____ MATERIAL SHOWN

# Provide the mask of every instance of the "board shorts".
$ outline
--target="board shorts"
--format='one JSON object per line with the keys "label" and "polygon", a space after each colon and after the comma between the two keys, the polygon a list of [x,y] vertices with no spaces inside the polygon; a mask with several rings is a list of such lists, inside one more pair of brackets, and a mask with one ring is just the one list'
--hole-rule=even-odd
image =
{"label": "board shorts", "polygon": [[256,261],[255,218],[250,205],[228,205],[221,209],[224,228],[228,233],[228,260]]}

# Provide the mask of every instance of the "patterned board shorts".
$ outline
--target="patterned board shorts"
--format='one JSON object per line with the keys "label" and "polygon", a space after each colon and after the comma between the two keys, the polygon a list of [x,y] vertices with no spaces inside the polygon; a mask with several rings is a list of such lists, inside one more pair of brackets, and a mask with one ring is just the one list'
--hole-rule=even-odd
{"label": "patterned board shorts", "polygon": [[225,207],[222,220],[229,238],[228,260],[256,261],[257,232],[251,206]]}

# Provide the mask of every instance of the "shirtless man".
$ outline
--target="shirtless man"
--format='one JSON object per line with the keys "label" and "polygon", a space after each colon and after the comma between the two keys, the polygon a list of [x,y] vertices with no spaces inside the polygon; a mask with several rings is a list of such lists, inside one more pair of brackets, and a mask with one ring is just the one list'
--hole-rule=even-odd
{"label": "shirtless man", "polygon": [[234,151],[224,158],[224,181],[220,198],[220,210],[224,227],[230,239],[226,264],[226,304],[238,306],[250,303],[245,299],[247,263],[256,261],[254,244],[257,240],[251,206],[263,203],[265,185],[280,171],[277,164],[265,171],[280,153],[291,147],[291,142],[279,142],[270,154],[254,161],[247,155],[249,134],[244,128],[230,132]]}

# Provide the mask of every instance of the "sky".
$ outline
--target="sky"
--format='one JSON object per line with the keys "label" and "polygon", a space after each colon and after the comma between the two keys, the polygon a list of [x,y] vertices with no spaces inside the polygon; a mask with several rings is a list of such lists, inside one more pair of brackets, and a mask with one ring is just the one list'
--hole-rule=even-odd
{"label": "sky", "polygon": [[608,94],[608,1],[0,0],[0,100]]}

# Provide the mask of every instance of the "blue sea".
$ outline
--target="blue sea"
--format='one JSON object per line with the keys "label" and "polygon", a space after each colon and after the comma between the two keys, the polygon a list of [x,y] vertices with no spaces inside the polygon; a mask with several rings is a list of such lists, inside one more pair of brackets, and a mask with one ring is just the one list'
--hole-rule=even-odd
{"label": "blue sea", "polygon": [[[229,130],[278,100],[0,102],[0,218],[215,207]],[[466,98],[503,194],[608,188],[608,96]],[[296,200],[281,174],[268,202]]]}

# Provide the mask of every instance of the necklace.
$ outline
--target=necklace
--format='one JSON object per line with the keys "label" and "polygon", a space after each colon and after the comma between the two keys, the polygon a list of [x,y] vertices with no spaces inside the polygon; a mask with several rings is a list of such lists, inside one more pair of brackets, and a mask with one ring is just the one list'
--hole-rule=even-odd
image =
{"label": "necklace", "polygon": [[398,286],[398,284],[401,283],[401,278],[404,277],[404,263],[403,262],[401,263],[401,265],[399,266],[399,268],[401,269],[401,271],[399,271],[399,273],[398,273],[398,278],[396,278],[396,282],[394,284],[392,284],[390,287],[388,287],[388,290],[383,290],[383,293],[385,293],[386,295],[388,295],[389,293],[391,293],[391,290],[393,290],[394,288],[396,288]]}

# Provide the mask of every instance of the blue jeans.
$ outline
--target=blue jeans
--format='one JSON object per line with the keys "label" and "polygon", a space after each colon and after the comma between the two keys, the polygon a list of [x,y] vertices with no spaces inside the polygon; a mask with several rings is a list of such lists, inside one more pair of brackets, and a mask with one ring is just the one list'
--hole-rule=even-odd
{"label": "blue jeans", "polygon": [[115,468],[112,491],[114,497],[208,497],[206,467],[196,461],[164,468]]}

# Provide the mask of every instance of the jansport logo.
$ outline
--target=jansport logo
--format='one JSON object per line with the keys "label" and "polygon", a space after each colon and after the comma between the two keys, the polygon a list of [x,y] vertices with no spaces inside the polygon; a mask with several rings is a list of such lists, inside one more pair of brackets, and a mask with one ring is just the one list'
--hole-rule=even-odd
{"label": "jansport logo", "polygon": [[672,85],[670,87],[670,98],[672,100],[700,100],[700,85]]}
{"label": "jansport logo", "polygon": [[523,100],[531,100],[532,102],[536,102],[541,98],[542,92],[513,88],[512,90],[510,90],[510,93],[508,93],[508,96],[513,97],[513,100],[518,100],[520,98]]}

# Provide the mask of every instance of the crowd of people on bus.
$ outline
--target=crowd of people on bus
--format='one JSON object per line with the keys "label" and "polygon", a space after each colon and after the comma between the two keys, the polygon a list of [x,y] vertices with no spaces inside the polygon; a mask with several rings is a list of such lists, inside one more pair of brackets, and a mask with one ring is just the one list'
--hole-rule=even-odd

________

= WHAT THE EXERCISE ASKS =
Lines above that include the string "instance" need to be copied.

= OUTPUT FOR THIS EXERCISE =
# Provide the mask of every instance of the "board shorts".
# Provide the mask of every instance of the "patterned board shorts".
# Provide the mask of every instance of the "shirtless man".
# Provide the mask of every instance of the "sky".
# Provide the mask of every instance of the "blue sea".
# Provide the mask of every instance of the necklace.
# Provide the mask of every instance of the blue jeans.
# Provide the mask of every instance of the jansport logo.
# Provide the mask of every instance of the crowd of people on bus.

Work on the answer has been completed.